* TEXT EXCERPT

--

As Trump rolls out his tariffs and tax changes in the months ahead, he is likely to focus on specific targets and Ireland’s big pharma driven trade with the US puts the State in the crosshairs.
Ireland will closely watch for any changes in the tax structures of US companies, too, in response to tariff or tax issues
Ireland will argue – correctly – that big US tech and pharma companies and their shareholders have done very well from their investment in Ireland. And that Irish companies are themselves big investors in the US market.
Tariffs on pharma also risk pushing up prices in the US market and would be contrary to a World Trade Organisation agreement to zero rate drugs and their key ingredients.
However, as Carol Lynch, BDO partner specialising in trade pointed out, Trump has shown that he is not bound by international rules and so pharma tariffs can by no means be ruled out.
A crucial few weeks lies ahead for Ireland as this plays out. Brussels will negotiate with Washington ahead of deadlines for imposing tariffs – that much was agreed at an European Union (EU) trade ministers meeting this week – but where this will land remains unclear.

--

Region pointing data
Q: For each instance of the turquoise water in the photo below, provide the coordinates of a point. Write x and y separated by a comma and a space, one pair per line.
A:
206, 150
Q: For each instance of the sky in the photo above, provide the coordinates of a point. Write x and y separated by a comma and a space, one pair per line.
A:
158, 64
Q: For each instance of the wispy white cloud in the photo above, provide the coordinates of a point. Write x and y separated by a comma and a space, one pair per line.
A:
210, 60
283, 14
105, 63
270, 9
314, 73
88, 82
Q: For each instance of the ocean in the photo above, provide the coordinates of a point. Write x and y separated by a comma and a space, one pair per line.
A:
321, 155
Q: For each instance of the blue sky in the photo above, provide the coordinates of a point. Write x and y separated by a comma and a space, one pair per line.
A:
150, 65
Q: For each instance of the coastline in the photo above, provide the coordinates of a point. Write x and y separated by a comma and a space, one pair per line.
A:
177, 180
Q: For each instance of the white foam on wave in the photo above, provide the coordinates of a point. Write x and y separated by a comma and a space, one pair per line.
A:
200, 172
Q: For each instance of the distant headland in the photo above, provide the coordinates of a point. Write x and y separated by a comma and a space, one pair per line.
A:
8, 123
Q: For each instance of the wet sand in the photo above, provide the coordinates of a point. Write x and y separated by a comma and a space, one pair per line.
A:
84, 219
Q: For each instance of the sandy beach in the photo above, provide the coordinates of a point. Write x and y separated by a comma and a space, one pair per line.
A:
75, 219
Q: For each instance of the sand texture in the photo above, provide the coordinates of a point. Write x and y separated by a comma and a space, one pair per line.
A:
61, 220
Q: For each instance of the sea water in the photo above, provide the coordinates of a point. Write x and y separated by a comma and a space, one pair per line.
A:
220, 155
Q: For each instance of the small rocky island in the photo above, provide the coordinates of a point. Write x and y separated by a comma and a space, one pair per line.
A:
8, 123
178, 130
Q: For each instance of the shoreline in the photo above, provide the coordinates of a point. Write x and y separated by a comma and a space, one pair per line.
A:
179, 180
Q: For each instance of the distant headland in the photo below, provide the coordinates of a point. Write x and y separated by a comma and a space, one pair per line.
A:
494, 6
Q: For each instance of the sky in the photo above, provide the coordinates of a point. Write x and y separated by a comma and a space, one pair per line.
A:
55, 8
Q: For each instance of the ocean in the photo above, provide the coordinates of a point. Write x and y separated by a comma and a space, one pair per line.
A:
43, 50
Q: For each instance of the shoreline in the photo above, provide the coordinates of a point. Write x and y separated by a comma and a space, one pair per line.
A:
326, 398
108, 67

--

* PROBLEM DESCRIPTION
Summarize the excerpt on Ireland and US tariffs in two sentences.

* FINISHED TASK
Ireland's pharma-driven trade with the US puts it in the crosshairs as Trump rolls out tariffs and tax changes, though Ireland will argue that US companies have done very well from investing there and that Irish companies are big investors in the US. Pharma tariffs could push up US prices and run against a World Trade Organisation agreement, but Carol Lynch of BDO pointed out that Trump is not bound by international rules, and it remains unclear where Brussels' negotiations with Washington will land in the crucial weeks ahead.